TASK MATERIAL —
______________________________
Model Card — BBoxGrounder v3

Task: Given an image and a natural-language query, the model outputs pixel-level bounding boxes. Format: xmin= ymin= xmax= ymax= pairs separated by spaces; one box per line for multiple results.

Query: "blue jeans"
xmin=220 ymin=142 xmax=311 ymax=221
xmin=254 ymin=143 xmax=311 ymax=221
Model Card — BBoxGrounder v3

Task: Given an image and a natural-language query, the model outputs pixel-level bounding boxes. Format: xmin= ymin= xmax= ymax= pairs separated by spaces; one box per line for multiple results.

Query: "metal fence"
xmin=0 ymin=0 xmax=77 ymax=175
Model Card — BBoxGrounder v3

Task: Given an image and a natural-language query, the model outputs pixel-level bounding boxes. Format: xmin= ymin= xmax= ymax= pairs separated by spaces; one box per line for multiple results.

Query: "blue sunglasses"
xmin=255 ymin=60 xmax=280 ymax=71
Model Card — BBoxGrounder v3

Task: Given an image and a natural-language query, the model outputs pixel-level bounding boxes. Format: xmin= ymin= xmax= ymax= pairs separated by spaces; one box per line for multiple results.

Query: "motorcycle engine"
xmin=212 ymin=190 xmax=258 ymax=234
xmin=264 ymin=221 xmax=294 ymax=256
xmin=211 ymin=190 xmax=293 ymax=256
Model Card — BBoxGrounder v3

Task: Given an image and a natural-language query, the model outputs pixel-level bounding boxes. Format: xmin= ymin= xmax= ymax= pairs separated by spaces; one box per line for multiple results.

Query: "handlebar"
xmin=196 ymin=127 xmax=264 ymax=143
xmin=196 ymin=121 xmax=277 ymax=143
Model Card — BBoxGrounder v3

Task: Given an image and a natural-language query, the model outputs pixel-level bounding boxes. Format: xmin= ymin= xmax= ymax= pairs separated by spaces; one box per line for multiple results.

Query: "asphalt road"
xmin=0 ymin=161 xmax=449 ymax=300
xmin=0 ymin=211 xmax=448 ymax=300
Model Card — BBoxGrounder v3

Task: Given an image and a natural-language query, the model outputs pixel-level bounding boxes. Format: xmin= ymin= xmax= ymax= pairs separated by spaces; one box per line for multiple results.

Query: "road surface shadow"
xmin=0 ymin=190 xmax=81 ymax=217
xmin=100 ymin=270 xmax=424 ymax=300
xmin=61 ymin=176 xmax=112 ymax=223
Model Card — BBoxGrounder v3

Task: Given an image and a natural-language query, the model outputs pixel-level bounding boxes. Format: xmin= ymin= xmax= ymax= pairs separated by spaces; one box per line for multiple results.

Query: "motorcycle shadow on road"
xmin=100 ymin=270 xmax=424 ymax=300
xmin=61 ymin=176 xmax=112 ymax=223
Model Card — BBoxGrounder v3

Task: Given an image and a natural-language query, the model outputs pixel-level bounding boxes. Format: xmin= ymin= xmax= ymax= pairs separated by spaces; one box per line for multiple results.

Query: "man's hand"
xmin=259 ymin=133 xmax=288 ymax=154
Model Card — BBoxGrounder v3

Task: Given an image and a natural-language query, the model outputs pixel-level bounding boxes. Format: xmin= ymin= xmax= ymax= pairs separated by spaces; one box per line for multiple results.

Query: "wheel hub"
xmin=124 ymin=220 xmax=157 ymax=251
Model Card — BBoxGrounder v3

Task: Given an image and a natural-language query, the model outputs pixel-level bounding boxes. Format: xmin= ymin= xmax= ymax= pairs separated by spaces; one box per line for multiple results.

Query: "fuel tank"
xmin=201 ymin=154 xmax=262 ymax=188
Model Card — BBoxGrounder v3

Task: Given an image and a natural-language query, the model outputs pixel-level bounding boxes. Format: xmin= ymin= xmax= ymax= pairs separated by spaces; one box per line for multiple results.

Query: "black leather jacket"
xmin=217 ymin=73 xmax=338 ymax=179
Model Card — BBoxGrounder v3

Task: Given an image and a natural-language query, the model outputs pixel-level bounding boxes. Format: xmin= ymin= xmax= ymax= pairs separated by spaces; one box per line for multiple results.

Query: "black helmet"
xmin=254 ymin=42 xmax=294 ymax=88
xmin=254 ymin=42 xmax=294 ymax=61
______________________________
EXERCISE GOAL — The expected output is the complete listing, word for word.

WRITTEN RESPONSE —
Model Card — BBoxGrounder v3

Task: Given an image and a natural-language query, the model outputs pixel-level bounding boxes. Format: xmin= ymin= xmax= ymax= pairs separated by spaces; one box per line for multiple results.

Query: "blue jeans"
xmin=220 ymin=142 xmax=311 ymax=221
xmin=254 ymin=143 xmax=311 ymax=221
Model Card — BBoxGrounder v3

Task: Given an image and a natural-language query, the model outputs pixel-level bounding boxes. Format: xmin= ymin= xmax= ymax= pairs separated by spaces; one box per line for multiple results.

Query: "metal fence"
xmin=0 ymin=0 xmax=77 ymax=175
Model Card — BBoxGrounder v3

Task: Given an image and a natural-language query, the model outputs pixel-level bounding boxes. Format: xmin= ymin= xmax= ymax= pairs separated by spaces; one box per line for multiple results.

Query: "blue sunglasses"
xmin=255 ymin=60 xmax=280 ymax=71
Model Card — BBoxGrounder v3

Task: Given an image and a natural-language query, the model outputs pixel-level bounding boxes. Format: xmin= ymin= xmax= ymax= pairs separated by spaces; one box per line for multiple results.

Query: "motorcycle engine"
xmin=212 ymin=190 xmax=258 ymax=234
xmin=264 ymin=221 xmax=294 ymax=256
xmin=211 ymin=190 xmax=293 ymax=256
Model Card — BBoxGrounder v3

Task: Given an image and a natural-language query, the model outputs pixel-level bounding boxes. Format: xmin= ymin= xmax= ymax= pairs separated by spaces; one box per line for multiple results.

Query: "handlebar"
xmin=196 ymin=127 xmax=264 ymax=143
xmin=196 ymin=121 xmax=277 ymax=143
Model Card — BBoxGrounder v3

Task: Given an image and a natural-language query, the model outputs pixel-level bounding boxes. Format: xmin= ymin= xmax= ymax= pairs separated by spaces; one box per line for multiple results.

Query: "asphalt road"
xmin=0 ymin=161 xmax=449 ymax=300
xmin=0 ymin=211 xmax=448 ymax=300
Model Card — BBoxGrounder v3

Task: Given an image and a natural-language query, the model outputs pixel-level bounding boxes. Format: xmin= ymin= xmax= ymax= pairs separated by spaces; one box per line for multiple results.

Query: "road surface shadow"
xmin=0 ymin=190 xmax=81 ymax=217
xmin=100 ymin=270 xmax=424 ymax=300
xmin=61 ymin=176 xmax=112 ymax=223
Model Card — BBoxGrounder v3

Task: Given an image and a natural-language query, the model outputs pixel-level bounding boxes. Format: xmin= ymin= xmax= ymax= pairs separated by spaces; one box per line for multiple results.

Query: "motorcycle shadow on road"
xmin=100 ymin=270 xmax=424 ymax=300
xmin=61 ymin=176 xmax=112 ymax=223
Model Card — BBoxGrounder v3

Task: Given an image and a natural-language query, the model outputs pixel-level bounding boxes. Format: xmin= ymin= xmax= ymax= pairs separated by spaces; one box per line for multiple results.

Query: "man's hand"
xmin=259 ymin=133 xmax=288 ymax=154
Model Card — BBoxGrounder v3

Task: Given an image and a natural-language query, the model outputs pixel-level bounding boxes. Format: xmin= ymin= xmax= ymax= pairs separated by spaces; one box per line for multiple results.

Query: "wheel hub"
xmin=124 ymin=220 xmax=157 ymax=251
Model Card — BBoxGrounder v3

Task: Given an image and a natural-language query, the model outputs pixel-level bounding boxes. Format: xmin= ymin= xmax= ymax= pairs separated by spaces; one box per line for multiple results.

Query: "fuel tank"
xmin=201 ymin=154 xmax=262 ymax=188
Model Card — BBoxGrounder v3

Task: Given an image and a natural-language query, the model outputs pixel-level bounding boxes. Format: xmin= ymin= xmax= ymax= pairs separated by spaces; one box per line for multiple results.

Query: "black leather jacket"
xmin=217 ymin=73 xmax=338 ymax=179
Model Card — BBoxGrounder v3

Task: Given an image and a natural-language query, the model outputs pixel-level bounding boxes. Format: xmin= ymin= xmax= ymax= pairs separated by spaces; one box per line for multiple results.

Query: "black helmet"
xmin=254 ymin=42 xmax=294 ymax=88
xmin=254 ymin=42 xmax=294 ymax=61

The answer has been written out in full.